-- Supplied text --
This Docker setup allows you to easily build and run STORMM in a containerized environment with GPU support, while also managing and maintaining your containers effectively.
To remove containers that are not currently in use, you can follow these steps:
As mentioned above, please use sudo docker ps -a
to get the CONTAINER ID for
your desired container.
- Stop any running containers (if needed):
sudo docker stop <container_name_or_id>
The containers are configured to stop automatically when you exit them, unless the steps under "Restart policy for Automatic Restarts" were followed.
Hence, this command is not required for graceful exits on the default config.
-
Remove a specific stopped container:
sudo docker rm <container_name_or_id>
Note: While this command is useful in removing old or duplicate containers, if all containers have been removed, STORMM will have to be built in a new container from scratch.
-
Remove all stopped containers at once:
To clean up your system by removing all stopped containers, you can use:
sudo docker container prune
This command will prompt you for confirmation before removing all stopped containers, helping you to reclaim space on your system.
However, this would require a new STORMM container to be built from scratch.
- This code base will follow the C++17 standard, in particular for enum classes, member initializers, brace initialization for POD aggregates, deleted and defaulted functions, nullptr, constructor delegation, and key Standard Library algorithms. C++17 is comprehensible and compatible to NVIDIA's compilers. It subsumes the major C++11 increment in C++, will be insulated from deprecation for years to come, and remains a safe choice for hybrid programming.

-- Collected data --
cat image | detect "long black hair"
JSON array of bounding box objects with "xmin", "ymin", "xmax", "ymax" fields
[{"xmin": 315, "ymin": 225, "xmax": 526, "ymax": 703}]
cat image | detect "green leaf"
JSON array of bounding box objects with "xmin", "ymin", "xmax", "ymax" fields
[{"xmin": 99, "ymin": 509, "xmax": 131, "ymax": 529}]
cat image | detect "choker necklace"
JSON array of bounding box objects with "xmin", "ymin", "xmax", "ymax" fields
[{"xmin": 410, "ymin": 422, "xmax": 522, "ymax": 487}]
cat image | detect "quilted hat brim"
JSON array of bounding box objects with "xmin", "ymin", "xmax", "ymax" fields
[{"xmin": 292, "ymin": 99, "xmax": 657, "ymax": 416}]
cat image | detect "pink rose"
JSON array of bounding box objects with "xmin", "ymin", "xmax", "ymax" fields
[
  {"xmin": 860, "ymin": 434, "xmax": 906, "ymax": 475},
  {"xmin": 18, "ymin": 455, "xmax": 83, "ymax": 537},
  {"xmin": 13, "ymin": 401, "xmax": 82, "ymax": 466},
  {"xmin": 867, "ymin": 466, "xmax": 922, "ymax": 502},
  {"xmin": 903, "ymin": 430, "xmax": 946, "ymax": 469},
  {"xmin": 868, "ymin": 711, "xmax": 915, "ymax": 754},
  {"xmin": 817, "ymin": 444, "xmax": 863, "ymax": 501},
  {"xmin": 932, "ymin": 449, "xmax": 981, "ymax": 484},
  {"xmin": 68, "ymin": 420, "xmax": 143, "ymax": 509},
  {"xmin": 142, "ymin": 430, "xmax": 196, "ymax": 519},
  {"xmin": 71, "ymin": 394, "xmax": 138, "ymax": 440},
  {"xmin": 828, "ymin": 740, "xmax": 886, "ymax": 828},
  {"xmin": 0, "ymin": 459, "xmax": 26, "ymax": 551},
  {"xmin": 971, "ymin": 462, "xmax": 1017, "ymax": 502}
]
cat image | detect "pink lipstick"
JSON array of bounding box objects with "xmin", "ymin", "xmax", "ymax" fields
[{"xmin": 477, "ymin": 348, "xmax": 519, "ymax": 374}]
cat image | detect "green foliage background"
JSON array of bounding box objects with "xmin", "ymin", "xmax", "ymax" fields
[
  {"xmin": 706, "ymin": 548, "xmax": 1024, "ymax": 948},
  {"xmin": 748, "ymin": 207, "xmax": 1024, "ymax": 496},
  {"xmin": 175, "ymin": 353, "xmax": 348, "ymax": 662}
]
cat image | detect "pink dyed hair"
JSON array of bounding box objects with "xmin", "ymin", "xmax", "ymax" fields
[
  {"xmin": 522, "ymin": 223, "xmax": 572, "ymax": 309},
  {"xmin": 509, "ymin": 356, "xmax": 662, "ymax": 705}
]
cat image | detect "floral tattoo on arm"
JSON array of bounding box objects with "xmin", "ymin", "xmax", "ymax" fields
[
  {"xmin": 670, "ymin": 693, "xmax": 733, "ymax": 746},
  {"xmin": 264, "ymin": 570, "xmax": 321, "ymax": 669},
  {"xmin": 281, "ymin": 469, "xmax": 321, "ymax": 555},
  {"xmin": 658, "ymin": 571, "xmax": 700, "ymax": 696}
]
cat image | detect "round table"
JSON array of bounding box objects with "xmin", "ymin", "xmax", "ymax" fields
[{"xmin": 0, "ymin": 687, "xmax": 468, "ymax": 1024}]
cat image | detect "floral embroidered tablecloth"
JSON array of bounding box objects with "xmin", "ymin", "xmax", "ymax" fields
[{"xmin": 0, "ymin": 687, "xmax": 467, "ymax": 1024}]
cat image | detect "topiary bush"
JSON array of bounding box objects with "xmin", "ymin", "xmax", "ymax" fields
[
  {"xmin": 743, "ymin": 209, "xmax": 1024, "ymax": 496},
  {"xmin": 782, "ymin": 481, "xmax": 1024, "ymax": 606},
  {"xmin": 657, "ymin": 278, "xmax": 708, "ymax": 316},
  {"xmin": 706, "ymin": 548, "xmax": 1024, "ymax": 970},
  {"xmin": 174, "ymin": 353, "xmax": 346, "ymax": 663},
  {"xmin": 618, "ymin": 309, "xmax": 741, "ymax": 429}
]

-- Requirements --
a) Reproduce, word for word, the stretch of the STORMM Docker notes from "To remove containers" through "your desired container.".
b) Write out every command that begins with "sudo docker" in the STORMM Docker notes, in the order they appear.

-- Solutions to the problems --
a)
To remove containers that are not currently in use, you can follow these steps:
As mentioned above, please use sudo docker ps -a
to get the CONTAINER ID for
your desired container.

b)
sudo docker ps -a
sudo docker stop <container_name_or_id>
sudo docker rm <container_name_or_id>
sudo docker container prune